Columna
de Amanda Kiran
Sobre azul
Viernes 09 de mayo de 2003, 10:43
Escuché el plam! de la puerta
y nada más. Un silencio atormentante. Fueron minutos de tensión
en la oficina.
No sabía si moverme de mi escritorio, mirar hacia atrás, pararme,
quedarme ahí. Quería que la situación siguiese su curso normal.
Lo que no sabía era cuál sería su curso normal. Luego de
una situación así, no existe un curso normal, todos reaccionamos
diferente.
Antonio tomó lo que le cupo en sus brazos, y se fue. No le cupo todo, de
hecho le quedaron varias cosas debajo del escritorio, y otras muchas, camino hacia
su auto.
Yo estaba preocupada, nerviosa, quería que esto me hubiese pasado a mí,
las mujeres somos más fuertes, o al menos, nos permitimos llorar.
Antonio tiene 38 años, compañero y amigo desde que entré
a este lugar. Un luchador de sus pensamientos e ideales. Un profesor para mí.
Yo sabía que la relación que llevaba con nuestro editor, no duraría
mucho más.
A nadie le gusta que le pongan un jefe tan joven, con pituto, sin tener idea del
tema a trabajar. A nadie le gusta llevar seis años en un puesto, y tener
que transmitirlo todo a un nuevo e inexperto jefe. A nadie le gusta conocer tanto
un tema y amarlo apasionadamente, para tener que enseñarlo en vez de explotarlo.
Se veía venir este despido, se acercaba y todos lo sabíamos, inclusive
él.
Salí corriendo tras él y mientras recogía las cosas que se
le caían por el camino, me habló. Estaba enrabiado, frustrado, enojado.
Empezó su monólogo retándome: "¡Amanda!, no te
subas a mi auto, me quiero ir".
"Me voy contigo entonces", respondí.
"Pues si te vas conmigo, entonces maneja tú por favor", replicó.
Me subí, puse primera y partimos. Con el primer cambio, siguió su
primera frase.

════════

> EJERCICIO 1:
En la columna sobre el despido de Antonio, ¿entre qué acciones dudaba quien narra mientras seguía en la oficina tras el portazo? Enuméralas todas.
> EJERCICIO 2:
¿Podrías seguir escribiendo la columna sobre el despido de Antonio a partir de la frase con que termina?

════════

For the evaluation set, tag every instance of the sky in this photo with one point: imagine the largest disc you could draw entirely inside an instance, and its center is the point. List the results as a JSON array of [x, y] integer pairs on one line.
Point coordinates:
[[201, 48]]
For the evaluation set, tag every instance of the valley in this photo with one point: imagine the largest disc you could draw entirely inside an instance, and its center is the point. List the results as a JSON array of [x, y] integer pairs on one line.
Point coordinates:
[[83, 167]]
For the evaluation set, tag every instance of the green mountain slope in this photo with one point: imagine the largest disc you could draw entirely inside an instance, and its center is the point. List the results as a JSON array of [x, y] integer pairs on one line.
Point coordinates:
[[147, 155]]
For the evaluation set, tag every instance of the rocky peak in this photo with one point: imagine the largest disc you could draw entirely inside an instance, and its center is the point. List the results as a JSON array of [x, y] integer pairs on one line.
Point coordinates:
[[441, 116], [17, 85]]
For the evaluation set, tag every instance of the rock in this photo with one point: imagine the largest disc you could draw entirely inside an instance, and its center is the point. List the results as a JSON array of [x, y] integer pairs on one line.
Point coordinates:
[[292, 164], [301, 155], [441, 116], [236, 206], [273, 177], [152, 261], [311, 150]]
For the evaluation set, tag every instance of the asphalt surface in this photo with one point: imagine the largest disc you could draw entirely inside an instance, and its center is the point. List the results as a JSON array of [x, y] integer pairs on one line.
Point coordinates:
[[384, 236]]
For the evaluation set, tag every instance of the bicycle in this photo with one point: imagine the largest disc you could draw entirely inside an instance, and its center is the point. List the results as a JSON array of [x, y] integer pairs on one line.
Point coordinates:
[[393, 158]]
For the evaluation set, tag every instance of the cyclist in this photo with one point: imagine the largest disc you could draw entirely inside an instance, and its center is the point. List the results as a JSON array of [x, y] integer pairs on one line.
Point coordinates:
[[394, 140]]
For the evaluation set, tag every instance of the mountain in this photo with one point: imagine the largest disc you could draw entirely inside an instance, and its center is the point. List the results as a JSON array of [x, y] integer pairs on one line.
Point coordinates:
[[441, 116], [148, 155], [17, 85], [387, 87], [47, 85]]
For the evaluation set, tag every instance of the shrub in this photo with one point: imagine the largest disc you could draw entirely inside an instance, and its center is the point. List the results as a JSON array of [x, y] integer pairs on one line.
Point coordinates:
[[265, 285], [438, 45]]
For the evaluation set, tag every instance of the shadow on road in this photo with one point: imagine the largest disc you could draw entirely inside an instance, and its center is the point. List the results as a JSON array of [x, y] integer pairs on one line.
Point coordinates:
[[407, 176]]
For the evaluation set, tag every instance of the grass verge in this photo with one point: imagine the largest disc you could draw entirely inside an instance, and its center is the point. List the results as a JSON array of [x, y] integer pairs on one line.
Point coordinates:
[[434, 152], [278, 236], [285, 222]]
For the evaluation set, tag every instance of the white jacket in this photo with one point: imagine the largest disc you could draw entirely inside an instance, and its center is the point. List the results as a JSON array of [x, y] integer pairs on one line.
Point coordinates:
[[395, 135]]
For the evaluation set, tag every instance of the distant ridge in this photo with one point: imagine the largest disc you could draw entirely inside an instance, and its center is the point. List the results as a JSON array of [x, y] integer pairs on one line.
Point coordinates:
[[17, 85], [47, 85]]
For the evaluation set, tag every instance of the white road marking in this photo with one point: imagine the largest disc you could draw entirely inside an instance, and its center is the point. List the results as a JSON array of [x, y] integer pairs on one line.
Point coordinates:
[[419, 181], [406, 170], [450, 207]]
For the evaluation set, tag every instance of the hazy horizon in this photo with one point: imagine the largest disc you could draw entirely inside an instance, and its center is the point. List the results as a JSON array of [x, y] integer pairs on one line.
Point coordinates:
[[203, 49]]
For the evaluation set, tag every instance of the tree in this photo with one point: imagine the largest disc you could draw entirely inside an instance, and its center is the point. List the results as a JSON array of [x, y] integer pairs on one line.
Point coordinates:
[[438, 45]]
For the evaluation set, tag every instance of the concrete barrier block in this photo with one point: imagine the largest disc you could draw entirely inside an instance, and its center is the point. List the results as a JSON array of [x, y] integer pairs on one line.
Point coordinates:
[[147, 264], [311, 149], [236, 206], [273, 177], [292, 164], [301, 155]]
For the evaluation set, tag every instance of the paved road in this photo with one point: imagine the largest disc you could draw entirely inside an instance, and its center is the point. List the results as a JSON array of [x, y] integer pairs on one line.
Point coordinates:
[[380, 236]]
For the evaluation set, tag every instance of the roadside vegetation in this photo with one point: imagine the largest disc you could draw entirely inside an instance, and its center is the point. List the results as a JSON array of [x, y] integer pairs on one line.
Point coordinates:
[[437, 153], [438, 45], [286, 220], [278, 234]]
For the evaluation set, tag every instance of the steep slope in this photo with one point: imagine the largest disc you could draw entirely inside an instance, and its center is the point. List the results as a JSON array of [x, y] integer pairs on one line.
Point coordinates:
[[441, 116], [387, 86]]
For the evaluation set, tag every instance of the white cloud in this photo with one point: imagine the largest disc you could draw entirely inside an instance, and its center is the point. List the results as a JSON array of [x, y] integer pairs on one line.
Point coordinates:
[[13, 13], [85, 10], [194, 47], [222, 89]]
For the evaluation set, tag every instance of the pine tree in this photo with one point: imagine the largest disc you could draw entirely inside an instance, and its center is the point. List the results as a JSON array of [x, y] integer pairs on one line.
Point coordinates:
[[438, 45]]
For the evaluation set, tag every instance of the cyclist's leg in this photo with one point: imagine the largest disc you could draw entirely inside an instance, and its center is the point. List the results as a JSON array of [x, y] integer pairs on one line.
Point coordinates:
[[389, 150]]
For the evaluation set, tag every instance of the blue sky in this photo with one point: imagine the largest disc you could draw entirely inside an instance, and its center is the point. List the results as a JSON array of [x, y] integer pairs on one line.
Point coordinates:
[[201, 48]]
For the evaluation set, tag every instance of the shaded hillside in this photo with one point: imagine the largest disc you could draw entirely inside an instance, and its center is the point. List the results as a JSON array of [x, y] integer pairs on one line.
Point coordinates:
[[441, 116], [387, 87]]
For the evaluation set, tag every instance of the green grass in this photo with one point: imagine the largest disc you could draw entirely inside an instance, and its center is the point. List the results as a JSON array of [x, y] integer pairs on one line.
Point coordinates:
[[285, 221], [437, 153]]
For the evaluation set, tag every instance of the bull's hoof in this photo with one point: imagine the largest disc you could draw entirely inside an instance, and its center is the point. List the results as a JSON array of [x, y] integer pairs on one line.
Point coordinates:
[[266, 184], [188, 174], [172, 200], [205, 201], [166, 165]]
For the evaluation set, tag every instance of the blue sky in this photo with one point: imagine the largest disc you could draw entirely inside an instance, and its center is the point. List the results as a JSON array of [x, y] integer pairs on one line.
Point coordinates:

════════

> RESPUESTA ESCRITA 1:
- Moverse de su escritorio
- Mirar hacia atrás
- Pararse
- Quedarse ahí

> RESPUESTA ESCRITA 2:
"No entiendo esta vida, es tan difícil encontrar y lograr hacer lo
que a uno le gusta. Me costó tanto ubicarme y entender mi razón
aquí, me puse tanto la camiseta, me sentía tan cómodo y a
gusto haciendo lo que hago, aunque no ganara millones, era feliz.
¿Por qué no aprovechan eso? ¿Por qué me dejan ir en
vez de sacar lo mejor de mí? Entonces pasan estas cosas, y creen que con
un MBA en Estados Unidos, una infancia de playstations, nintendos, juegos de video
y 120 canales se puede hacer lo que sólo la motivación y entrega
puede lograr. Me parece injusto".
Antonio fumaba
desde el auto, echando el humo por su ventana, bien desolado, sin soltar una lágrima.
Yo me sentía sin herramientas para consolarlo, sólo entendía
su dolor e impotencia. Sólo sabía que tenía la razón,
y que en estas cosas no hay nada que se pueda hacer, más que apelar a la
razón y seguir la lucha, tal vez por otro lado, tal vez buscando un nuevo
horizonte.
El seguía hablando: "Lo terrible es pensar, que hay tantas personas
que trabajan sin saber el sentido de lo que hacen, sin entregarse de cuerpo y
alma a lo que elegimos, sin creer en ellos, ni en lo que hacen, sin autoestima".
Y proseguía: "Y aquí estoy yo, lloriqueando desde la ventana
de mi auto, esperando tener las fuerzas para levantarme mañana en la mañana
y resistir mi primera gran caída".
En eso, me apuntó donde quería que lo llevara. Estábamos
en Ñuñoa, en un barrio casi colonial, frente a una casa blanca,
alta, con jardines que alguna vez fueron iluminados y bellos. Una casa antigua,
cálida, su casa de niño.
Tocó el timbre, y salió doña Irene, su mamá. Una señora
de sesenta y tres años, con canas, sonrisa fácil y gracioso caminar.
Su delantal bien puesto, un olor dulce de cocina parecido a queque de zanahoria,
dulzura en su mirada y alegría de vernos.
"¡Mira que visita más rica!", exclamó.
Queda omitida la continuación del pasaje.